> Page extract
*-*-*

Moscow strongly denies the allegations but the poisonings sparked a Cold War-style diplomatic crisis between Russia and the West with the expulsion of hundreds of diplomats from both sides.

A leading parliamentary committee issued a report on Russia on Monday that hit out at the close ties between Russian wealth with London's financial and social institutions.

Vladimir Putin's spokesman Dmitry Peskov said that situation sent a chilling message to international investors.

"We are witnessing an unprecedented Russophobic mania in Britain which has various manifestations including this one," Mr Peskov said. "What's more, I have no doubt that investors from other countries will not leave such actions unnoticed because after such steps by Britain, investors from any country could face a situation when their investments will be labeled 'dirty money'."

The committee highlighted Russia's sale of US$4 billion (Dh14.7bn) of Eurobonds just two days after Britain expelled 23 Russian diplomats in March. A day earlier, Russian natural gas giant Gazprom found strong demand in London for its sale of 750 million (Dh3,251m) of bonds.

"Business as usual," the Russian embassy in London tweeted after the Gazprom sale.

Last November, the Russian energy company EN+ raised £1bn (Dh5bn) on the London Stock Exchange. At the time, the company was controlled by Oleg Deripaska, a Russian oligarch with close ties to the Kremlin. Mr Deripaska agreed to cut his stake in EN+ and resign from the company's board after he was placed under American sanctions in April.

*-*-*

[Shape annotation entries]
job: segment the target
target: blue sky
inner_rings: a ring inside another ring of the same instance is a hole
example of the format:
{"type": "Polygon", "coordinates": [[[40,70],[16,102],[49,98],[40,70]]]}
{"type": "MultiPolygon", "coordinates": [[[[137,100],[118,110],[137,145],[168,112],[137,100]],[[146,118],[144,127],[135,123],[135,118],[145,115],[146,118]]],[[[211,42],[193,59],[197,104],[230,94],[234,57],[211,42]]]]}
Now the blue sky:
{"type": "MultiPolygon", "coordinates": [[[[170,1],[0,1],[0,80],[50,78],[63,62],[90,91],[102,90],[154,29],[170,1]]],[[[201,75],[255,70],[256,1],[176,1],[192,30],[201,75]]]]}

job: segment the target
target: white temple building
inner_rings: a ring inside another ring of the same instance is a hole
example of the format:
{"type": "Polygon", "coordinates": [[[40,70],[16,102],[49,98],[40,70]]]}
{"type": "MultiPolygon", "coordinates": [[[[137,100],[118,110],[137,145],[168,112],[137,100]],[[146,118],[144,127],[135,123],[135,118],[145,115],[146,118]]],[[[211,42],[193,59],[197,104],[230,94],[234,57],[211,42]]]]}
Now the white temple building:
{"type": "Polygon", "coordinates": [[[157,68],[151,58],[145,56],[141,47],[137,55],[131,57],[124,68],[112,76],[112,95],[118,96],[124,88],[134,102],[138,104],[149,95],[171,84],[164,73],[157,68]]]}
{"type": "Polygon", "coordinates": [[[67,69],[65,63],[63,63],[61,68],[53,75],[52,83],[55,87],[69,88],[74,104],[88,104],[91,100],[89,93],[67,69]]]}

*-*-*

> Work required
In the article about Russian money in London, copy the passage from "The committee highlighted" to "the Gazprom sale.", swapping "diplomats" for "envoys".

> Written solution
The committee highlighted Russia's sale of US$4 billion (Dh14.7bn) of Eurobonds just two days after Britain expelled 23 Russian envoys in March. A day earlier, Russian natural gas giant Gazprom found strong demand in London for its sale of 750 million (Dh3,251m) of bonds.

"Business as usual," the Russian embassy in London tweeted after the Gazprom sale.